Your task
Reproduce the data below, swapping "Within this frame" for "In this view" wherever it occurs and keeping everything else unchanged.

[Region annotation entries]
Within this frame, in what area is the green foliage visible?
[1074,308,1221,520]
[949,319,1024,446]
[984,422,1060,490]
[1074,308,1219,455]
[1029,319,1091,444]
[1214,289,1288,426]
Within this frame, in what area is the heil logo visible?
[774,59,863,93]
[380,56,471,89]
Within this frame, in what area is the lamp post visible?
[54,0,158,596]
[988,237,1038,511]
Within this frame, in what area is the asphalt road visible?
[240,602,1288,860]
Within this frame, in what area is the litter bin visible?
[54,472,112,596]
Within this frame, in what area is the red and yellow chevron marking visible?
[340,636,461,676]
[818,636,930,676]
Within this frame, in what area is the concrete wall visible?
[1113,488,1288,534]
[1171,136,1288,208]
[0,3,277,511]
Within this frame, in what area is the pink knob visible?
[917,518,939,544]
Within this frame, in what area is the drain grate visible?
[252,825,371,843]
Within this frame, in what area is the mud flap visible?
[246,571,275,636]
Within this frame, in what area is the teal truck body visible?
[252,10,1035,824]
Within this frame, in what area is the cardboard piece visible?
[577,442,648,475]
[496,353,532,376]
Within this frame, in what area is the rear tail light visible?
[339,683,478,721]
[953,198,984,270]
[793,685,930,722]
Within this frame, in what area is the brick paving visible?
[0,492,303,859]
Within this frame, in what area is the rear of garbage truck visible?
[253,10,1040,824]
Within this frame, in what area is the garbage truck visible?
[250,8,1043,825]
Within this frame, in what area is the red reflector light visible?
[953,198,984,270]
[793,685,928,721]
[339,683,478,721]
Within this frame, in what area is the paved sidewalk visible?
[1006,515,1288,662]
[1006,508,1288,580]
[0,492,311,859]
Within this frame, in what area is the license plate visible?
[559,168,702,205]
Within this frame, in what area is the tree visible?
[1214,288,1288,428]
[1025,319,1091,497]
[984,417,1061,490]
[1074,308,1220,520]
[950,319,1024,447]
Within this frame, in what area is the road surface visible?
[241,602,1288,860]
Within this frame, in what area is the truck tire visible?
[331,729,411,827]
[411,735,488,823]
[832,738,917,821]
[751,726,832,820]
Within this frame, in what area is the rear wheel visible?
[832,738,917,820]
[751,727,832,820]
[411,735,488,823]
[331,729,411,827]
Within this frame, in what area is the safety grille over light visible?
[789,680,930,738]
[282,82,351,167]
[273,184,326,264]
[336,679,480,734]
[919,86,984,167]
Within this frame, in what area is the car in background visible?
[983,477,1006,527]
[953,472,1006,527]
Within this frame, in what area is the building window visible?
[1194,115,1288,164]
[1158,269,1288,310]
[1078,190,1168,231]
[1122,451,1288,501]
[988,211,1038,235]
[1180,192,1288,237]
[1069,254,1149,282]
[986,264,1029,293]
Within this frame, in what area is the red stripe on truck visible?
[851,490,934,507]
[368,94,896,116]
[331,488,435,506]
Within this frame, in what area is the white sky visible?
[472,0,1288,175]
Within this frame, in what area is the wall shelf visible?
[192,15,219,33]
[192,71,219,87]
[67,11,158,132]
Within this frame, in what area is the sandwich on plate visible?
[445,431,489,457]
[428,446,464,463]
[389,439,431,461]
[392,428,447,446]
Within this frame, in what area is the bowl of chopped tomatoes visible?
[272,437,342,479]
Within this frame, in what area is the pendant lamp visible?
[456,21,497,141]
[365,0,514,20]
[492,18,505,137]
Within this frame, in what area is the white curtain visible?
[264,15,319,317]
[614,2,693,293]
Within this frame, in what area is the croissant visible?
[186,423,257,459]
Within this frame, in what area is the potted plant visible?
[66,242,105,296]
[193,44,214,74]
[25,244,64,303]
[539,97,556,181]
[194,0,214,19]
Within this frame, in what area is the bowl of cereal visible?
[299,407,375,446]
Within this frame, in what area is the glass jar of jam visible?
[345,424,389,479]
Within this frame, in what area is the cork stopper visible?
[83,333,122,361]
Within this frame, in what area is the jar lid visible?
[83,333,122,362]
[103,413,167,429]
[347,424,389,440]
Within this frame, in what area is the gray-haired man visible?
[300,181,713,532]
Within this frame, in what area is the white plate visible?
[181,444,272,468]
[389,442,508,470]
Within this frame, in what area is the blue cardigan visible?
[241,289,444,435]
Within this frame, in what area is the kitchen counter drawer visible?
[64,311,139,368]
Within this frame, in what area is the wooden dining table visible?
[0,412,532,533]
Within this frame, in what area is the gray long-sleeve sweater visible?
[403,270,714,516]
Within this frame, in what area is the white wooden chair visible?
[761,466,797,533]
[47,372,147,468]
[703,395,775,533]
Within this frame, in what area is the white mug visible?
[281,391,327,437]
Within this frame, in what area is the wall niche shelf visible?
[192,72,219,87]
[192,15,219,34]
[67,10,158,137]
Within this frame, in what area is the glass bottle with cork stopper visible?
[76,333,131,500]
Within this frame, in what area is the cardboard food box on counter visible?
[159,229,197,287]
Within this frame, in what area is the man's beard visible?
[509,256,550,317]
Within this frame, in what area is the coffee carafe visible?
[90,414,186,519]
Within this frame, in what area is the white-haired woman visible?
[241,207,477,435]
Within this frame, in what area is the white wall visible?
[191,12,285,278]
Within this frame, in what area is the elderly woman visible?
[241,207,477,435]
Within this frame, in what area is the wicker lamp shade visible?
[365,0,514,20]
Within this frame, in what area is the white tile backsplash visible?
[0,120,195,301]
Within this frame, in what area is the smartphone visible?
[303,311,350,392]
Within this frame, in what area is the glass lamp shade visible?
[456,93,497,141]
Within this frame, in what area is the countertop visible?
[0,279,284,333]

Task result
In this view, in what area is the green foliage visible?
[1074,308,1221,520]
[949,319,1024,446]
[984,422,1060,490]
[1074,308,1219,455]
[1029,319,1091,444]
[1214,289,1288,426]
In this view, in what area is the heil logo visible?
[774,59,863,93]
[380,56,471,89]
In this view, in what area is the lamp post visible?
[54,0,158,596]
[988,237,1038,511]
In this view, in what area is the asphalt road visible?
[240,602,1288,860]
In this view, in what area is the litter bin visible?
[54,472,112,596]
In this view, in what area is the red and yellow chevron marking visible?
[340,636,461,676]
[818,636,930,676]
In this view, in what area is the concrete wall visible?
[1113,488,1288,534]
[1171,136,1288,208]
[0,3,277,511]
In this view, in what area is the pink knob visible?
[917,518,939,544]
In this view, in what area is the drain grate visible?
[252,825,371,843]
In this view, in what area is the mud flap visible?
[246,571,275,636]
In this view, in what area is the teal truck body visible?
[252,10,1035,824]
In this view, in what area is the cardboard piece visible?
[577,442,648,475]
[496,353,532,376]
In this view, in what area is the rear tail light visible?
[339,683,478,721]
[953,198,984,270]
[793,685,930,722]
In this view, in what area is the brick paving visible?
[0,492,303,859]
In this view, in what area is the rear of garbage truck visible?
[253,10,1040,824]
In this view, in what area is the garbage truck visible?
[250,8,1043,825]
In this view, in what area is the red reflector light visible?
[953,198,984,270]
[793,685,928,721]
[339,683,478,721]
In this view, in what area is the paved sidewalk visible?
[1006,515,1288,662]
[1006,508,1288,580]
[0,492,311,859]
In this view, in what area is the license plate visible?
[559,168,702,205]
In this view, in what area is the tree visible?
[1214,288,1288,428]
[1025,319,1091,497]
[984,417,1061,490]
[1074,308,1220,520]
[950,319,1024,447]
In this view, in what area is the road surface visible?
[241,602,1288,860]
In this view, in what area is the truck tire visible?
[331,729,411,827]
[411,735,488,823]
[832,738,917,821]
[751,726,832,820]
In this view, in what area is the rear wheel visible?
[832,738,917,820]
[751,727,832,820]
[411,735,488,823]
[331,729,411,827]
In this view, in what area is the safety grille over light visible?
[789,680,930,738]
[282,82,351,167]
[273,184,326,264]
[336,679,480,734]
[919,86,984,167]
In this view, in what area is the car in background visible?
[983,477,1006,527]
[953,472,1006,527]
In this view, in what area is the building window visible?
[1194,115,1288,164]
[1158,269,1288,310]
[1078,190,1168,231]
[1122,451,1288,501]
[988,211,1038,235]
[1180,192,1288,237]
[1069,254,1149,282]
[986,264,1029,293]
In this view, in what area is the red stripe on truck visible?
[851,490,934,507]
[368,94,896,116]
[331,488,435,506]
In this view, in what area is the white sky visible?
[472,0,1288,175]
In this view, in what area is the wall shelf visible?
[192,15,219,33]
[192,71,219,87]
[67,11,158,132]
In this view, in what area is the sandwich on plate visible?
[445,431,489,457]
[428,446,464,463]
[389,439,431,461]
[392,428,447,446]
In this view, in what area is the bowl of chopped tomatoes visible?
[272,437,342,479]
In this view, in what area is the pendant lamp visible?
[456,21,497,141]
[365,0,514,20]
[492,18,505,137]
In this view, in what area is the white curtain visible?
[264,15,319,317]
[614,2,693,293]
In this view, in what area is the croissant visible?
[186,423,257,459]
In this view, in what area is the potted plant visible?
[66,242,105,296]
[193,44,214,74]
[25,244,64,303]
[539,97,556,181]
[194,0,214,19]
In this view, in what area is the bowl of cereal visible?
[299,407,375,446]
In this view, in what area is the glass jar of jam visible?
[345,424,389,479]
In this view, in what area is the cork stopper visible?
[83,333,122,361]
In this view, in what area is the jar lid visible?
[83,333,122,362]
[103,413,167,429]
[347,424,389,440]
In this view, in what area is the gray-haired man visible?
[300,181,713,532]
In this view, in what area is the white plate visible?
[181,444,272,468]
[389,442,508,470]
In this view, in what area is the blue cardigan visible?
[241,289,444,435]
In this view, in what area is the kitchen counter drawer visible?
[64,311,139,368]
In this view, in what area is the wooden dining table visible?
[0,412,532,533]
In this view, in what area is the gray long-sleeve sweater visible?
[403,270,714,516]
In this view, in what area is the white wooden chair visible?
[761,466,797,533]
[47,372,147,468]
[703,395,775,533]
In this view, in what area is the white mug visible?
[281,391,327,437]
In this view, in what area is the wall niche shelf visible?
[192,72,219,87]
[192,15,219,34]
[67,10,158,137]
In this view, in what area is the glass bottle with cork stopper visible?
[76,333,131,500]
In this view, in what area is the cardboard food box on counter visible?
[159,229,197,287]
In this view, in what area is the man's beard visible?
[509,256,550,317]
In this view, in what area is the coffee carafe visible?
[90,414,186,519]
In this view, in what area is the white-haired woman visible?
[241,207,477,435]
In this view, in what area is the white wall visible?
[191,12,285,278]
In this view, in what area is the elderly woman visible?
[241,207,477,435]
In this view, in what area is the wicker lamp shade visible?
[365,0,514,20]
In this view, in what area is the white tile backsplash visible?
[0,120,195,301]
In this view, in what area is the smartphone visible?
[303,311,350,392]
In this view, in what area is the glass lamp shade visible?
[456,93,497,141]
In this view, in what area is the countertop visible?
[0,279,284,333]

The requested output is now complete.